Exercise description:
Everything from the line that holds "Target: dark interior wall" through the end of the data below should be output exactly, both ends included.

Record extracts section start

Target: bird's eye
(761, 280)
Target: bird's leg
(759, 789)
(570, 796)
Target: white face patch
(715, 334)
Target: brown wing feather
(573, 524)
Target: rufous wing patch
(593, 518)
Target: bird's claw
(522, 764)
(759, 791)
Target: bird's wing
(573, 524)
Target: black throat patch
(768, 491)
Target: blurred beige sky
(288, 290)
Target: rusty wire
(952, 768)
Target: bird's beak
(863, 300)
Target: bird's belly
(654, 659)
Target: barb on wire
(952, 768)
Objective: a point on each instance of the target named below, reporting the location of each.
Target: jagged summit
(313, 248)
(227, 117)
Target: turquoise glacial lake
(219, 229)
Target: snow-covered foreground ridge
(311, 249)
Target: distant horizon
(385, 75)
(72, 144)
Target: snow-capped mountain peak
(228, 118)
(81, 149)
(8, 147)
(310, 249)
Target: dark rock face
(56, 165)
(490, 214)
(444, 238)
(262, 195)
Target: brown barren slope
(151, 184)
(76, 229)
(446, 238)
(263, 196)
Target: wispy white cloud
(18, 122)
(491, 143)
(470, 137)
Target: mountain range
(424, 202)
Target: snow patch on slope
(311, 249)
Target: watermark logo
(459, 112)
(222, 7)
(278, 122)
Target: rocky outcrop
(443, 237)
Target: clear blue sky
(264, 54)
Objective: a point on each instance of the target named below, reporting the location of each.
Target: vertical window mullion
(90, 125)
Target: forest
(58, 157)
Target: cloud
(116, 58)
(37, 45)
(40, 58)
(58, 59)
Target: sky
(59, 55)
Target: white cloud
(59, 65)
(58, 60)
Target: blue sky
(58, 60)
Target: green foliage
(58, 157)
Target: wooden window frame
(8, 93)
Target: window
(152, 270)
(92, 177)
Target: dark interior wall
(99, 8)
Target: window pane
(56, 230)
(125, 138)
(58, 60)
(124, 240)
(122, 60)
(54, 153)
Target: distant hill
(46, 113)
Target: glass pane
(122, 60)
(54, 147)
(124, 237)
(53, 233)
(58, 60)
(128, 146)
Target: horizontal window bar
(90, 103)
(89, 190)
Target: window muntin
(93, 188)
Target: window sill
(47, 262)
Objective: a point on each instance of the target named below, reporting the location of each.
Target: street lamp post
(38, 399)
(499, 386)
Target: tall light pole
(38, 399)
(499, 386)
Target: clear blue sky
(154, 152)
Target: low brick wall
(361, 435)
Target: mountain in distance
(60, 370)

Record extracts section end

Answer to this exercise:
Target: dark interior wall
(99, 8)
Target: window pane
(56, 230)
(125, 138)
(58, 60)
(124, 240)
(122, 60)
(54, 153)
Target: distant hill
(46, 113)
Target: glass pane
(122, 60)
(54, 147)
(124, 237)
(53, 233)
(58, 60)
(128, 146)
Target: horizontal window bar
(90, 103)
(89, 190)
Target: window muntin
(93, 188)
Target: window sill
(47, 262)
Objective: a point on each instance of the target named below, reporting the location of each.
Target: street lamp post
(38, 399)
(499, 386)
Target: tall light pole
(38, 399)
(499, 386)
Target: clear blue sky
(154, 152)
Target: low brick wall
(361, 435)
Target: mountain in distance
(60, 370)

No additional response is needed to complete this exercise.